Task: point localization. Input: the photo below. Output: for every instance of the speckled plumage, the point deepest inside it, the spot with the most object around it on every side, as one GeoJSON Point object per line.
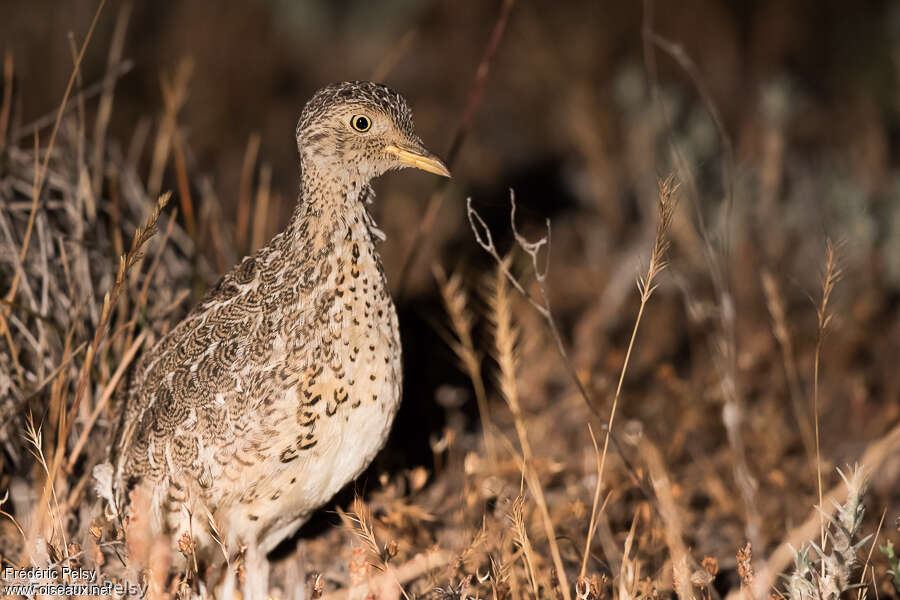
{"type": "Point", "coordinates": [281, 385]}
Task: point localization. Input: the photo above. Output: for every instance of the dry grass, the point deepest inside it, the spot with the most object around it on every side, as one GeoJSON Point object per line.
{"type": "Point", "coordinates": [697, 483]}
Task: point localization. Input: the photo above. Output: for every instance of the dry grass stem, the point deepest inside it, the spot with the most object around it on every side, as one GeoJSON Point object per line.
{"type": "Point", "coordinates": [456, 303]}
{"type": "Point", "coordinates": [831, 277]}
{"type": "Point", "coordinates": [505, 339]}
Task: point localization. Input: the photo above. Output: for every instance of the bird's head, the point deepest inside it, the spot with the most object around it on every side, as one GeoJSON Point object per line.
{"type": "Point", "coordinates": [358, 130]}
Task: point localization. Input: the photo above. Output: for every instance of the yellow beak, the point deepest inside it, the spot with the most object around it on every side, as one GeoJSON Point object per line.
{"type": "Point", "coordinates": [420, 159]}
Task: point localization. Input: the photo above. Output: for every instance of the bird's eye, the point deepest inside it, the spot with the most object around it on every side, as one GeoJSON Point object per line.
{"type": "Point", "coordinates": [360, 123]}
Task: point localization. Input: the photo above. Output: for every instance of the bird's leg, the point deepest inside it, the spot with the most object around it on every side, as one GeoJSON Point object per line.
{"type": "Point", "coordinates": [256, 580]}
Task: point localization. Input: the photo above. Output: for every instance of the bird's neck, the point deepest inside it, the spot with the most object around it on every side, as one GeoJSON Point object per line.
{"type": "Point", "coordinates": [330, 207]}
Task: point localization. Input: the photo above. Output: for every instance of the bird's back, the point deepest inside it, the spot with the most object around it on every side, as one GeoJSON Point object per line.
{"type": "Point", "coordinates": [274, 391]}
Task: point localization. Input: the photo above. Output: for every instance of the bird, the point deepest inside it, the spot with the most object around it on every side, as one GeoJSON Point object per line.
{"type": "Point", "coordinates": [281, 385]}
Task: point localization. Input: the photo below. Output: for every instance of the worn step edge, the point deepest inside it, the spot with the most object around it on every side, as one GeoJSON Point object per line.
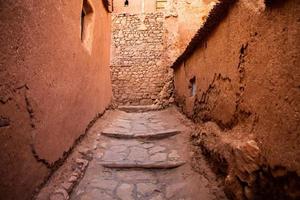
{"type": "Point", "coordinates": [150, 165]}
{"type": "Point", "coordinates": [157, 135]}
{"type": "Point", "coordinates": [139, 108]}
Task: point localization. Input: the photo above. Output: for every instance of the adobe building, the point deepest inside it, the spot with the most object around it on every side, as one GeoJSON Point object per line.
{"type": "Point", "coordinates": [239, 79]}
{"type": "Point", "coordinates": [55, 80]}
{"type": "Point", "coordinates": [230, 66]}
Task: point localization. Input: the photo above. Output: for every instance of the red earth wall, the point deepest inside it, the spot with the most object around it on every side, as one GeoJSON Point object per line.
{"type": "Point", "coordinates": [51, 86]}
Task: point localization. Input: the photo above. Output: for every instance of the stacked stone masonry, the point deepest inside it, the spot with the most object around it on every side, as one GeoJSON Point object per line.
{"type": "Point", "coordinates": [138, 73]}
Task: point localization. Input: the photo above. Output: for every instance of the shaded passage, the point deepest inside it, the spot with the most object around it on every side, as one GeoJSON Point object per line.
{"type": "Point", "coordinates": [151, 169]}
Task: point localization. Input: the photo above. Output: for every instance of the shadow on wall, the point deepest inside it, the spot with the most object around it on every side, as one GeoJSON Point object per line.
{"type": "Point", "coordinates": [55, 79]}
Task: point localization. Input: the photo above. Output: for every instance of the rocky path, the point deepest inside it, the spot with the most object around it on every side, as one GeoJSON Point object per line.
{"type": "Point", "coordinates": [141, 156]}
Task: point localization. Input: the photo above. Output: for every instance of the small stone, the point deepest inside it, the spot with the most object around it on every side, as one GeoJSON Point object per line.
{"type": "Point", "coordinates": [67, 186]}
{"type": "Point", "coordinates": [158, 197]}
{"type": "Point", "coordinates": [173, 155]}
{"type": "Point", "coordinates": [159, 157]}
{"type": "Point", "coordinates": [171, 190]}
{"type": "Point", "coordinates": [148, 145]}
{"type": "Point", "coordinates": [137, 154]}
{"type": "Point", "coordinates": [104, 184]}
{"type": "Point", "coordinates": [157, 149]}
{"type": "Point", "coordinates": [103, 145]}
{"type": "Point", "coordinates": [124, 191]}
{"type": "Point", "coordinates": [146, 188]}
{"type": "Point", "coordinates": [118, 148]}
{"type": "Point", "coordinates": [60, 194]}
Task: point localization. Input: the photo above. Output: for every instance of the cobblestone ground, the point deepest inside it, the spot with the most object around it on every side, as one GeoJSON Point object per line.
{"type": "Point", "coordinates": [132, 168]}
{"type": "Point", "coordinates": [137, 156]}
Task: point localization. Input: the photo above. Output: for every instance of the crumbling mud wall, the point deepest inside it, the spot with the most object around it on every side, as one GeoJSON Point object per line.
{"type": "Point", "coordinates": [182, 20]}
{"type": "Point", "coordinates": [239, 78]}
{"type": "Point", "coordinates": [138, 73]}
{"type": "Point", "coordinates": [134, 6]}
{"type": "Point", "coordinates": [55, 79]}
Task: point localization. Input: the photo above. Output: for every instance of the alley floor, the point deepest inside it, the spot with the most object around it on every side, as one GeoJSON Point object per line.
{"type": "Point", "coordinates": [136, 156]}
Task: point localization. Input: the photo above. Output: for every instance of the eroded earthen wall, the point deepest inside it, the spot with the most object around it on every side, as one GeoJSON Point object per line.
{"type": "Point", "coordinates": [182, 20]}
{"type": "Point", "coordinates": [138, 73]}
{"type": "Point", "coordinates": [247, 94]}
{"type": "Point", "coordinates": [52, 85]}
{"type": "Point", "coordinates": [134, 6]}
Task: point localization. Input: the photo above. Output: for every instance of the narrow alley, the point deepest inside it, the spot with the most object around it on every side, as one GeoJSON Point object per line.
{"type": "Point", "coordinates": [137, 156]}
{"type": "Point", "coordinates": [150, 100]}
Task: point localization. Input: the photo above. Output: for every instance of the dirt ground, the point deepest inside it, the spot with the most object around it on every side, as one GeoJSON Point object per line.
{"type": "Point", "coordinates": [118, 167]}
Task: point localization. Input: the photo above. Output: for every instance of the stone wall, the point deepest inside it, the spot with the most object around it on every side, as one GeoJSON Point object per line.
{"type": "Point", "coordinates": [138, 73]}
{"type": "Point", "coordinates": [54, 80]}
{"type": "Point", "coordinates": [244, 64]}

==========

* _Instructions to follow_
Rescale the records starting at the line that contains "of the dirt" and ending at the last line of the records, both ends included. Write out each of these lines again, requests included, with every coordinate in the answers multiplied by 0.6 and rounded to a whole number (halves round up), and give only these lines.

* _Task answer_
Task: point localization. Input: the photo above. Output: for every instance of the dirt ground, the point deepest inside it, the spot with the most object around it on every side, as one GeoJSON Point object per line.
{"type": "Point", "coordinates": [71, 100]}
Task: point localization. Input: the photo above. Output: for every instance of the stone wall, the point deepest inside it, the spot with the most object around it on every side, as one GeoJSON Point object per line.
{"type": "Point", "coordinates": [83, 44]}
{"type": "Point", "coordinates": [32, 48]}
{"type": "Point", "coordinates": [146, 38]}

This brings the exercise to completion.